Written exercise: Copy the entries, starting at the beginning and ending with the line that contains "(1198, 344)", keeping every labeling line unchanged and adding 78 to each coordinate in the answer points. Leave the pictures out.

Input for this task:

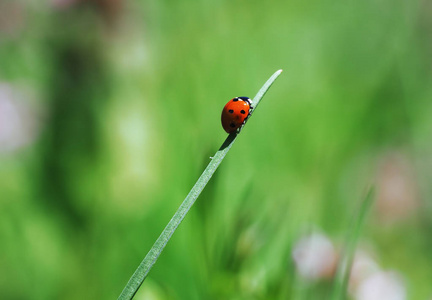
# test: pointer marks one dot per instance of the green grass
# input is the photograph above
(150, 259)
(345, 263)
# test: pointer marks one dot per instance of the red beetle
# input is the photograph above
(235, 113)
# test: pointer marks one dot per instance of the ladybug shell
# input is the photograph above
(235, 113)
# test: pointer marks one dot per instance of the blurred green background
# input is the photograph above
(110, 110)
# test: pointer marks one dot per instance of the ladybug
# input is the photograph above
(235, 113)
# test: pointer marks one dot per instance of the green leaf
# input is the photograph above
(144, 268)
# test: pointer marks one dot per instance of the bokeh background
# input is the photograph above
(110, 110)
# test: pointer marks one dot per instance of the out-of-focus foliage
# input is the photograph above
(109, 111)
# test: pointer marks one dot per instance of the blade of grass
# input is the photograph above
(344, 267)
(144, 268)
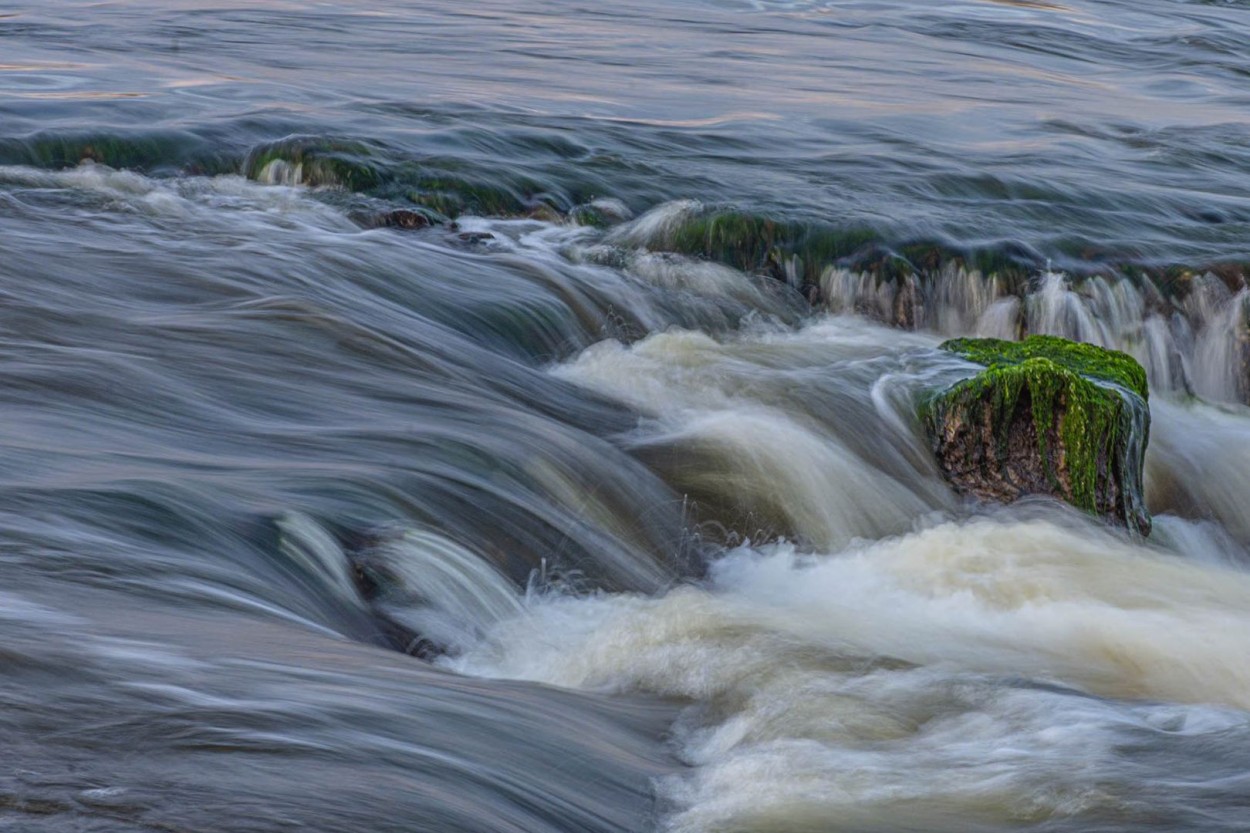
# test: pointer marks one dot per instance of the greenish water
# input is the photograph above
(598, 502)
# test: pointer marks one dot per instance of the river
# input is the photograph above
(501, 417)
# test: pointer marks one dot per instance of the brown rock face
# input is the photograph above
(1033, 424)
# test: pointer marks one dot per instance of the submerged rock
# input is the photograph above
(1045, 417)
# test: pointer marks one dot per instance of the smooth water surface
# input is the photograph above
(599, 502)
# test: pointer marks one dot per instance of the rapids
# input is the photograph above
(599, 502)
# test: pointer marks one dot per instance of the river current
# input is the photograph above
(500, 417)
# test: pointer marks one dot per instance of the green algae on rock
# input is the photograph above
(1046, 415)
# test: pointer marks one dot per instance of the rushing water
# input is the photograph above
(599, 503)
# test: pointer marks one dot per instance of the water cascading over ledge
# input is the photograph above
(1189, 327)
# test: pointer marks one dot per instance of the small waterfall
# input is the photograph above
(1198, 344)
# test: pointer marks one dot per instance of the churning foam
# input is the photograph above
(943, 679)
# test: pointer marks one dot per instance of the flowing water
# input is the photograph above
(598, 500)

Result:
# test: pointer marks one dot per instance of the green grass
# input is the photograph above
(228, 337)
(423, 341)
# test: pointer marks one dot per instance of the red beetle
# input is the photograph above
(313, 191)
# test: pointer marks one dot per instance of the ladybug shell
# input is the photograph above
(313, 191)
# test: pointer marks one dot per instance of the blurred green background
# input is the photograph above
(188, 188)
# test: pointer marks one dot per instance of the ladybug
# input is the photograph above
(313, 191)
# test: pointer marks one dot per instance of the green leaf
# input is the photograph above
(222, 346)
# test: pointer marks one dot per instance of the bokeh background
# input is the photograph above
(188, 188)
# test: pointer marks one dot per instance of the out-of-focus foliage
# input is the photograph above
(187, 189)
# test: pointer marks one dot per instance of the blade of grass
# input is the photograph above
(422, 345)
(222, 346)
# test: pointer marks one dot per instance of the greenish water
# input is the photograph above
(676, 580)
# test: pointer marks one dot per instance of the river
# input is the photograph above
(579, 495)
# test: pointer marks one dot per instance of the brown rock face
# input is the photograph above
(1111, 502)
# test: pointer marks one dot per instance of the submerged rock
# input is the photograph above
(1123, 495)
# test: pointer marks one dot per instance of the smooth water surface
# input is the photograph above
(677, 580)
# test: pointer marks one dot per instance of the rapids
# input is the photograph above
(677, 580)
# test: pointer marks one dot per instance of the river current
# input is the photograph above
(578, 495)
# test: pointer marks one dot per instance of the green algae on rock
# input is the photograph above
(1124, 493)
# test: pointer marks one dot per instance of the rushing water
# input is the photograph above
(677, 581)
# test: pointer marks one dot per instance of the water cascading over ledge
# input is the photograph above
(1267, 405)
# test: pointer marks one dot per instance of the small waterfall
# input is the photograph above
(1276, 422)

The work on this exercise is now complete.